■ **Task**:
Rewrite the data below as a numbered list, leaving out any blank lines.

=====

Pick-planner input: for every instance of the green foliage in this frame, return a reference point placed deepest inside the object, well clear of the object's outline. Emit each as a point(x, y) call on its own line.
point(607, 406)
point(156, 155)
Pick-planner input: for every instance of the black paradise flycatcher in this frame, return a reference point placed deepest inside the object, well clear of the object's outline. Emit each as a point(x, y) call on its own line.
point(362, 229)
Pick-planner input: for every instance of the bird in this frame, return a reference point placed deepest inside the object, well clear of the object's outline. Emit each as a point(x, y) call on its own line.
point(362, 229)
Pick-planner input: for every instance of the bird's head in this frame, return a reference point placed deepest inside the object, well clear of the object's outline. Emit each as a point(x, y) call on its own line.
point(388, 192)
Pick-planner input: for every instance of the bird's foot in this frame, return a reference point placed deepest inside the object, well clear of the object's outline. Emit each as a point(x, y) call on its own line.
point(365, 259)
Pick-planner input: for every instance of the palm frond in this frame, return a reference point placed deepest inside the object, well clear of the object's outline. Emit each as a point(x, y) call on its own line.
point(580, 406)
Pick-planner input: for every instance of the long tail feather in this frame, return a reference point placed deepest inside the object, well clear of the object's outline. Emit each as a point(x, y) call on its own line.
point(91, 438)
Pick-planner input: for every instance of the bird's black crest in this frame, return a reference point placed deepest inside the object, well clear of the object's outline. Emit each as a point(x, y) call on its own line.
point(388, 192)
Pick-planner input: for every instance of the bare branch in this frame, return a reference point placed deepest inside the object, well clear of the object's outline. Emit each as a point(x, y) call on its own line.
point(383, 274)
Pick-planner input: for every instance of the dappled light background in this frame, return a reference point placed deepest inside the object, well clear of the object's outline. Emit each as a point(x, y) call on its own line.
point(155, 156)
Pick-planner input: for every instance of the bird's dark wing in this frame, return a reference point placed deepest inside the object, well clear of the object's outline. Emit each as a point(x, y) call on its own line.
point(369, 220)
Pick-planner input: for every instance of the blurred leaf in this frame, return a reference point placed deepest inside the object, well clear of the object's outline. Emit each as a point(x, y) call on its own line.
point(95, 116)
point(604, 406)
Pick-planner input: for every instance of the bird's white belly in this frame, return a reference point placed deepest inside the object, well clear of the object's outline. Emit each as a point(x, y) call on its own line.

=====

■ **Full output**:
1. Pick-planner input: for every instance of the green foliage in this frame, return a reference point placed deepest inside the object, well clear of the object's outline. Emit each as a point(x, y) call on its own line.
2. point(607, 406)
3. point(156, 155)
4. Pick-planner input: for every instance of the black paradise flycatcher in this frame, return a reference point placed deepest inside the object, well clear of the object's outline. Emit each as a point(x, y) call on its own line.
5. point(362, 229)
6. Pick-planner input: for every instance of the bird in this frame, return a reference point placed deepest inside the object, well clear of the object's outline. Emit each as a point(x, y) call on its own line.
7. point(362, 229)
8. Pick-planner input: for every instance of the bird's head in this frame, return a reference point placed deepest inside the object, well clear of the object's outline. Emit each as a point(x, y) call on its own line.
9. point(388, 192)
10. Pick-planner input: for every instance of the bird's foot in this frame, return a reference point placed deepest inside the object, well clear of the object's outline. Emit each as a point(x, y) call on its own line.
11. point(365, 259)
12. Pick-planner input: for every instance of the palm frond in this frame, return a reference point placed deepest inside the object, well clear of the object's outline. Emit each as a point(x, y) call on its own line.
13. point(580, 406)
14. Pick-planner input: for every instance of the long tail feather in this frame, return a reference point placed deepest inside the object, well clear of the object's outline. Emit each as a point(x, y) call on its own line.
15. point(91, 438)
16. Pick-planner input: for every instance of the bird's black crest in this frame, return a reference point placed deepest inside the object, well clear of the object's outline. Emit each as a point(x, y) call on its own line.
17. point(388, 192)
18. Pick-planner input: for every instance of the bare branch in this frame, return a reference point placed deepest inside the object, well clear of the object's outline. Emit each as a point(x, y) call on its own line.
19. point(383, 274)
20. Pick-planner input: for every instance of the dappled light background in this frame, return a reference point placed deepest inside the object, well clear of the object's outline. Emit each as a point(x, y) call on its own line.
21. point(155, 156)
22. Pick-planner input: for every instance of the bird's dark wing in this frame, return a reference point placed deepest inside the object, well clear of the object's outline. Emit each as a point(x, y) call on its own line.
23. point(369, 220)
24. Pick-planner input: for every instance of the blurred leaf in this frame, return a reference point placed deepest inside the object, well clear of the object's outline. Emit each as a point(x, y) call on its own line.
25. point(95, 116)
26. point(604, 406)
27. Pick-planner input: for every instance of the bird's white belly in this frame, return a reference point placed deepest inside the object, well clear of the object's outline. Emit each as a point(x, y) call on its own line.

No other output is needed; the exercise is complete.